◆ Article:
## START

Philip Dru: Administrator: A Story of Tomorrow, 1920-1935 is a futuristic political novel published in 1912 by Edward Mandell House, an American diplomat, politician, and presidential foreign policy advisor.  The book's author was originally unknown with an anonymous publication, however House's identity was revealed in a speech on the Senate floor by Republican Senator Lawrence Sherman.  According to historians, House highly prized his work and gave a copy of Dru to his closest political ally, Woodrow Wilson, to read while on a trip to Bermuda.

Book reviews
Dru has been the subject of significant historical review and commentary, partly due to its popularity at the time.  John Milton Cooper Jr. writes in his biography of Woodrow Wilson that this political novel is largely ghostwritten.  House biographer Charles E. Neu disagrees with this, noting that within the House Papers there is an original manuscript in House's own writing, with another typed draft that has correcting notes.

Historian Paul Johnson wrote: "Oddly enough, in 1911 he [House] had published a political novel, Philip Dru: Administrator, in which a benevolent dictator imposed a corporate income tax, abolished the protective tariff, and broke up the 'credit trust'—a remarkable adumbration of Woodrow Wilson and his first term."

## END

◆ What this exercise asks:
1/ From the article on Philip Dru, reproduce the passage between "Book reviews" and "has correcting notes.", inclusive.
2/ According to the article on Philip Dru, who revealed that House was the book's author?

◆ Listed entries:
## START

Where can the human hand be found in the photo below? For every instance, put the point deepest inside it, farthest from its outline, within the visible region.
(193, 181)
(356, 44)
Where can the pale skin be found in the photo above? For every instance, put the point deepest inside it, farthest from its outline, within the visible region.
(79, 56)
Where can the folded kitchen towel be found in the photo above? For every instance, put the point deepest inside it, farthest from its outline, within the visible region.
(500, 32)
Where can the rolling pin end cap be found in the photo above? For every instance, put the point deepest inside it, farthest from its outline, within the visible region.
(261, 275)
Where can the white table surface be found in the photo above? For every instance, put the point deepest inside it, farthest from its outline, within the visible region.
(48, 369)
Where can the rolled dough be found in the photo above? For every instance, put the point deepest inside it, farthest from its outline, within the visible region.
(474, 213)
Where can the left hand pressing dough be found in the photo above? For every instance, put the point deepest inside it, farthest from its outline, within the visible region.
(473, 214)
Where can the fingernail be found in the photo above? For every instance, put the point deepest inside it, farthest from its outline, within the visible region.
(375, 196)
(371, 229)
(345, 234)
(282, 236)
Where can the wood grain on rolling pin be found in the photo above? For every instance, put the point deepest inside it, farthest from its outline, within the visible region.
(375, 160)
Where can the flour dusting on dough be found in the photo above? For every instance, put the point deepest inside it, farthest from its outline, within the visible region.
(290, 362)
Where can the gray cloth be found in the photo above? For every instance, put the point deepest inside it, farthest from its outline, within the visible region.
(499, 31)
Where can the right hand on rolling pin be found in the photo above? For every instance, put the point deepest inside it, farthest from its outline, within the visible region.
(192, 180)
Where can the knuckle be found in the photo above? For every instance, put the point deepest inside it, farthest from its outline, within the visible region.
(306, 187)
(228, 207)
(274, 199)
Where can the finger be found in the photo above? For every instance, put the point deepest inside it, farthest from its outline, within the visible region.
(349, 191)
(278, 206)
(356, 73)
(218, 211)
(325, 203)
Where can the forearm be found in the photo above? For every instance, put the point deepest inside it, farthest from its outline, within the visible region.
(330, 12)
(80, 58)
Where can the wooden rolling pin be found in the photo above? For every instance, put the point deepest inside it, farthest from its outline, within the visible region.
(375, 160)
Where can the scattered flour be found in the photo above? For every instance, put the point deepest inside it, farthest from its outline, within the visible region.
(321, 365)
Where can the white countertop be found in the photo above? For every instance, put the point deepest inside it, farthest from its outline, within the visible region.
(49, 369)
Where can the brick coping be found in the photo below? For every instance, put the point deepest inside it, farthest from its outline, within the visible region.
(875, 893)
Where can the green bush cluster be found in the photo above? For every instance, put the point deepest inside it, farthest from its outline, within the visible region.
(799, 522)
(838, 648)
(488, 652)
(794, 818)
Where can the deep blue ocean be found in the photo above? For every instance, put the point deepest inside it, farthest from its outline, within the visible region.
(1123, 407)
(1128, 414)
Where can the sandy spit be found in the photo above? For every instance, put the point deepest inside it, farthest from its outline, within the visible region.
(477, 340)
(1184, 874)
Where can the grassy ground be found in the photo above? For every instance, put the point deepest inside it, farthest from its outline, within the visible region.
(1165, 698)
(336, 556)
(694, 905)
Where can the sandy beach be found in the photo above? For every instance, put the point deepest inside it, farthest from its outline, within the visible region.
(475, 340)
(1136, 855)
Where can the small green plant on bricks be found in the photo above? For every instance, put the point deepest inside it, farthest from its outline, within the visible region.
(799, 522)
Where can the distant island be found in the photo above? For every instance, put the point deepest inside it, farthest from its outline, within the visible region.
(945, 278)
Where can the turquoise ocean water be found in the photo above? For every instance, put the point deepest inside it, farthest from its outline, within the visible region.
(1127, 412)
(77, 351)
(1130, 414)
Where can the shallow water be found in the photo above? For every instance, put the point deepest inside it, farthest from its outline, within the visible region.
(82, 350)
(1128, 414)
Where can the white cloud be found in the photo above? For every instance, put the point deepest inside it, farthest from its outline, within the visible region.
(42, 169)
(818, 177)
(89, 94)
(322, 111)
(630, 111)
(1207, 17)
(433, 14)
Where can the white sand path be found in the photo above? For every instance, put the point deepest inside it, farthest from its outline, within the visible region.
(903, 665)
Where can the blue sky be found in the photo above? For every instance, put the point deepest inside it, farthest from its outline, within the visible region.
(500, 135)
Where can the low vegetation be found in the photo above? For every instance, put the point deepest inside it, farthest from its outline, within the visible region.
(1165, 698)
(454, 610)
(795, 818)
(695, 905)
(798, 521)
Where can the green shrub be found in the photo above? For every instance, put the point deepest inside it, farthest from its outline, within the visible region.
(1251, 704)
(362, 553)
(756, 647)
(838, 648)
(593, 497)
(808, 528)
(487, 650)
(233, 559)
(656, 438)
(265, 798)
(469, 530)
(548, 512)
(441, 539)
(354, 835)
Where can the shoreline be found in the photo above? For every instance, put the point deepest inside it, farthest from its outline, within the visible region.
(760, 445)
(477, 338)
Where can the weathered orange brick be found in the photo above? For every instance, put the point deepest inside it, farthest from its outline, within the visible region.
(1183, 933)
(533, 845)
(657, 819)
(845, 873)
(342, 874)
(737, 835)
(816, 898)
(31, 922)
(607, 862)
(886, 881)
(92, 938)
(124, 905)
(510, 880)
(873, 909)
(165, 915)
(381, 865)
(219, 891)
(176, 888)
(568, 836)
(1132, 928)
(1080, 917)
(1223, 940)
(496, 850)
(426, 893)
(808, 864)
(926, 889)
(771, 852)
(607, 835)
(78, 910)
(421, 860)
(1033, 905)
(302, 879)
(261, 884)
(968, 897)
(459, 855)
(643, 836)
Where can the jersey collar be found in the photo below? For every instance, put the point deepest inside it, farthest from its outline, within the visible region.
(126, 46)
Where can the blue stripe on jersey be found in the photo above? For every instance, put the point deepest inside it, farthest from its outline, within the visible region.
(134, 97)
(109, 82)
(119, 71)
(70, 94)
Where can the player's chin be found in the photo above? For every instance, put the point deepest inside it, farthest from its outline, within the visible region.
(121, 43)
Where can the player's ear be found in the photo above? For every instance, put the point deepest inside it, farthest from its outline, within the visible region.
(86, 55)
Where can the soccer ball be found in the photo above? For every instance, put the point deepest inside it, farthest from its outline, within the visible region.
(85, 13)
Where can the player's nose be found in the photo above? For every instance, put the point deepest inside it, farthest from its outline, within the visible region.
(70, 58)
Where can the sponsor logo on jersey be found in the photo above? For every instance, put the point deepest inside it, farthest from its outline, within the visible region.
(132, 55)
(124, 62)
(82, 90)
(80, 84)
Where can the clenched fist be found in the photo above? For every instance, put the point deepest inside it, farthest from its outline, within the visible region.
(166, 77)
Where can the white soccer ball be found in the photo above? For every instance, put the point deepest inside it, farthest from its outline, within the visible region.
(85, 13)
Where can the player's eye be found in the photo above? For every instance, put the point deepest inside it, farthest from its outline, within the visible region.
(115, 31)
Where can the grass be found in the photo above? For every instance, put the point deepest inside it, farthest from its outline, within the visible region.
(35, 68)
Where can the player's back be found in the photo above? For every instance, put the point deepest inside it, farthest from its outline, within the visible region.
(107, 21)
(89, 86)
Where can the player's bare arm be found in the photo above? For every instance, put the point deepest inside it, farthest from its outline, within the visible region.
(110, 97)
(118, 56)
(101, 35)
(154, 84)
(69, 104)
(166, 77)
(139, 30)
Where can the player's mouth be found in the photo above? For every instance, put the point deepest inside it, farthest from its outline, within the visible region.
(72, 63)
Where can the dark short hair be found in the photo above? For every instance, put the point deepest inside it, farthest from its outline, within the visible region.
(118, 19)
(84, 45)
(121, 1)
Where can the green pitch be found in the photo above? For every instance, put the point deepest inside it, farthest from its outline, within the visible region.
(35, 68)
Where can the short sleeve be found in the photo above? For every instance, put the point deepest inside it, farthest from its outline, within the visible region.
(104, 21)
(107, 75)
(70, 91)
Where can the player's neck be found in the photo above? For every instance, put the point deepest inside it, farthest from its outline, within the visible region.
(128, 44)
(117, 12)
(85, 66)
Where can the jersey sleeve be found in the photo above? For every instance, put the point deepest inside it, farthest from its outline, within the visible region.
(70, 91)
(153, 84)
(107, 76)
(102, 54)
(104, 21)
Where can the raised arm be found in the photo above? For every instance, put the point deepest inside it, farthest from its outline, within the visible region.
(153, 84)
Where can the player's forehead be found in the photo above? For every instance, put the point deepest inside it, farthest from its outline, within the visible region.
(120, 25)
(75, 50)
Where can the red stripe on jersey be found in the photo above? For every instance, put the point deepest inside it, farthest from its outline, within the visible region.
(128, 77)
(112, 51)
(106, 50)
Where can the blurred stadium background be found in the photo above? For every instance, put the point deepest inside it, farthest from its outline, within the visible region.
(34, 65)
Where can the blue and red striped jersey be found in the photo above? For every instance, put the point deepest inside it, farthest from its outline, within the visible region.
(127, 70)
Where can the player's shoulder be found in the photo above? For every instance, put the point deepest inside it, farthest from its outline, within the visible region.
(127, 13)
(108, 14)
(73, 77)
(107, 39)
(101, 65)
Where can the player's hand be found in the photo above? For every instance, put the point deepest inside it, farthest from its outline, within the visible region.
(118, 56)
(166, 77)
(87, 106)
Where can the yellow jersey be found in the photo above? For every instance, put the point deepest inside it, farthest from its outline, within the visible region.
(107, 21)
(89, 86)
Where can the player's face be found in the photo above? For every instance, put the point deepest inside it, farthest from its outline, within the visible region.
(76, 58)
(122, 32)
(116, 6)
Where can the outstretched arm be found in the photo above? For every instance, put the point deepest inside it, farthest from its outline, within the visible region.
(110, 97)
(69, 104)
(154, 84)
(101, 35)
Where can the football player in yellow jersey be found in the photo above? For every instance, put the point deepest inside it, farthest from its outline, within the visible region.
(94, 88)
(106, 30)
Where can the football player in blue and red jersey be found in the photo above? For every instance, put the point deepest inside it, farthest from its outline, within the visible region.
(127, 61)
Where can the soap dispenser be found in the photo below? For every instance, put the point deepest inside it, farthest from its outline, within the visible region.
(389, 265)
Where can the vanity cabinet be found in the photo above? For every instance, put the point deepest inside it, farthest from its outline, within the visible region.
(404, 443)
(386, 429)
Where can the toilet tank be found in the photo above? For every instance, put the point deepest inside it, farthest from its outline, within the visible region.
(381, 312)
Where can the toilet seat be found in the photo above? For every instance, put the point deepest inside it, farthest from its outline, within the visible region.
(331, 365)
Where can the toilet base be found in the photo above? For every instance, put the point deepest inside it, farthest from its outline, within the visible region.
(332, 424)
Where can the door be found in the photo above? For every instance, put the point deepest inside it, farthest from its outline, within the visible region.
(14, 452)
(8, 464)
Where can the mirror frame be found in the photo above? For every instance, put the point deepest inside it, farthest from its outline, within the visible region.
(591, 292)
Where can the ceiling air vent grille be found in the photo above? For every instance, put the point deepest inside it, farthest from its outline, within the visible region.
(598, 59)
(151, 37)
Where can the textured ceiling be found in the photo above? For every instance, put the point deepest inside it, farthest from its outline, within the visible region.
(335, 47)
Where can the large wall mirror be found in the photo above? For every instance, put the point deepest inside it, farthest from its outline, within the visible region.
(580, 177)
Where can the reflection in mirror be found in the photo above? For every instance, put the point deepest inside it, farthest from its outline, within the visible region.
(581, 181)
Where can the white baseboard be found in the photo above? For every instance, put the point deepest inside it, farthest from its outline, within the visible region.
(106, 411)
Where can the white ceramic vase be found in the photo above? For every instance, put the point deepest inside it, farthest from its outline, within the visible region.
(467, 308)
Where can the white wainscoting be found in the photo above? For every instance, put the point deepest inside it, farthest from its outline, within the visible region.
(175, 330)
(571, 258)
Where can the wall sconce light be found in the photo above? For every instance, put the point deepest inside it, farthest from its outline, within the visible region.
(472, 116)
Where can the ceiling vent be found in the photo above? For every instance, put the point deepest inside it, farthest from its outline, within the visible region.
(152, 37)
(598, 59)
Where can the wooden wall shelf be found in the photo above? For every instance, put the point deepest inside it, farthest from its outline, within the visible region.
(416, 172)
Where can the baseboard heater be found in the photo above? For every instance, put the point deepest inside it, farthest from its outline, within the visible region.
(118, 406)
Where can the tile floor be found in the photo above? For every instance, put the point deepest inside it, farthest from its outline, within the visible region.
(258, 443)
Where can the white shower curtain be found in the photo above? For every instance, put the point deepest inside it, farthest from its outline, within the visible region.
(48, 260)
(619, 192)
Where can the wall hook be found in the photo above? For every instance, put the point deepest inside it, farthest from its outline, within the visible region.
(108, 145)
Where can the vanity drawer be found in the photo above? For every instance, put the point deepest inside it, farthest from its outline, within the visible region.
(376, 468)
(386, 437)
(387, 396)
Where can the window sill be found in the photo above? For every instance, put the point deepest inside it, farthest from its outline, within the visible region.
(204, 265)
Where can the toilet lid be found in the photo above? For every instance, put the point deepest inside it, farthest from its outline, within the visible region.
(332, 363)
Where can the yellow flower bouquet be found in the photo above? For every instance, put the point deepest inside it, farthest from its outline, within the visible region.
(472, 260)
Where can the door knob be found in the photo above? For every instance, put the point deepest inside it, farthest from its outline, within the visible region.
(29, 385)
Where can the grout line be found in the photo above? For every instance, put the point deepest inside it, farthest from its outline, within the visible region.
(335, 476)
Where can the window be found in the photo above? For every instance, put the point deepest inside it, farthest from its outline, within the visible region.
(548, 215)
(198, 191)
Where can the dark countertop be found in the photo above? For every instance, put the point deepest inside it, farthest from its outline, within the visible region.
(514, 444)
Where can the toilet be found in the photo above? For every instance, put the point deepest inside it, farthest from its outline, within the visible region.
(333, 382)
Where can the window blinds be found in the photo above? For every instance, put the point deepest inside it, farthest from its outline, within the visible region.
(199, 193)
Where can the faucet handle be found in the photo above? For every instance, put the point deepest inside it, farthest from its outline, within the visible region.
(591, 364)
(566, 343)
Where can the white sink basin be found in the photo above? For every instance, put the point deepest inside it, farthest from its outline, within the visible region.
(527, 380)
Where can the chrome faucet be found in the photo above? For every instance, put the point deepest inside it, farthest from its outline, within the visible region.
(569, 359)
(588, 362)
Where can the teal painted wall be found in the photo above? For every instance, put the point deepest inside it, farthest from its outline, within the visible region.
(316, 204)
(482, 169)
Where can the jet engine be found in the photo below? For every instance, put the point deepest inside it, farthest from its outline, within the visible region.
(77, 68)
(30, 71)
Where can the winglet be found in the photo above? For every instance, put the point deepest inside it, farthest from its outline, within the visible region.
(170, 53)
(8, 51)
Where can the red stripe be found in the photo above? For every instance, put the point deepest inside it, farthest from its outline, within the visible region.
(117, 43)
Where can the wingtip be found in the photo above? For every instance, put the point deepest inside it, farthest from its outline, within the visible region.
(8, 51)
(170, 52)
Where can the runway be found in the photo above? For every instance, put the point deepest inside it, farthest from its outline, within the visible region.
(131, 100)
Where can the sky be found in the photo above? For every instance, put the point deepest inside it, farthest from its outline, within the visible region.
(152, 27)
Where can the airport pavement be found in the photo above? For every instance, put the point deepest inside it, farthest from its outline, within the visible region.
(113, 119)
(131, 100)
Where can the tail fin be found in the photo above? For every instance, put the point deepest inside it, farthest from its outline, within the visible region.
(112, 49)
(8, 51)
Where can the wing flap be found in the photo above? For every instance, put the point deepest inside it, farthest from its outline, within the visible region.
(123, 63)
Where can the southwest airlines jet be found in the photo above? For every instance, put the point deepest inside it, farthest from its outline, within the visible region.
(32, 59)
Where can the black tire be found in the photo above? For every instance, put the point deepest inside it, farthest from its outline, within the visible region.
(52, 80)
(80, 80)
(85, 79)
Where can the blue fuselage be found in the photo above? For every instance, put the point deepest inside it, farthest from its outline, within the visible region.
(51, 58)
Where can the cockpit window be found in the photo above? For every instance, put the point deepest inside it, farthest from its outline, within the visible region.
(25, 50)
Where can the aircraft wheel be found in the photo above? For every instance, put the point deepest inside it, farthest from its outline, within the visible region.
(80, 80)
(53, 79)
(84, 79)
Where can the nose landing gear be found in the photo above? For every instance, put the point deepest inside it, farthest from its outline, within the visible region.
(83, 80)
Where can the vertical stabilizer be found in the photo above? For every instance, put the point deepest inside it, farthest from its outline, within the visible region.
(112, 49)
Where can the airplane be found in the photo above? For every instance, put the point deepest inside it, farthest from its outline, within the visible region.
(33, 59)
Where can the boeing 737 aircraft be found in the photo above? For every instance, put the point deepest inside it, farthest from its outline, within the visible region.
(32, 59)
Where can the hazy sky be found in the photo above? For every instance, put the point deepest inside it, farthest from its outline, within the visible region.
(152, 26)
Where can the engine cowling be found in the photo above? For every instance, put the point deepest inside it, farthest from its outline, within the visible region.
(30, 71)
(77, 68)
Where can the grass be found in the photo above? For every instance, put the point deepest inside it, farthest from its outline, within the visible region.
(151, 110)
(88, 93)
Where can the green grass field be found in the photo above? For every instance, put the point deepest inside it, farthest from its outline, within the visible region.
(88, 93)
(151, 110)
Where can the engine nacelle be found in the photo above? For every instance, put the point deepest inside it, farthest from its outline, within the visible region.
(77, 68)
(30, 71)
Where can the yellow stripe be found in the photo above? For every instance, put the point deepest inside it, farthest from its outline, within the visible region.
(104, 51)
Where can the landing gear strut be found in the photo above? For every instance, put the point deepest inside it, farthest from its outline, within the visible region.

## END

◆ Task results:
1/
Book reviews
Dru has been the subject of significant historical review and commentary, partly due to its popularity at the time.  John Milton Cooper Jr. writes in his biography of Woodrow Wilson that this political novel is largely ghostwritten.  House biographer Charles E. Neu disagrees with this, noting that within the House Papers there is an original manuscript in House's own writing, with another typed draft that has correcting notes.

2/ Republican Senator Lawrence Sherman, in a speech on the Senate floor.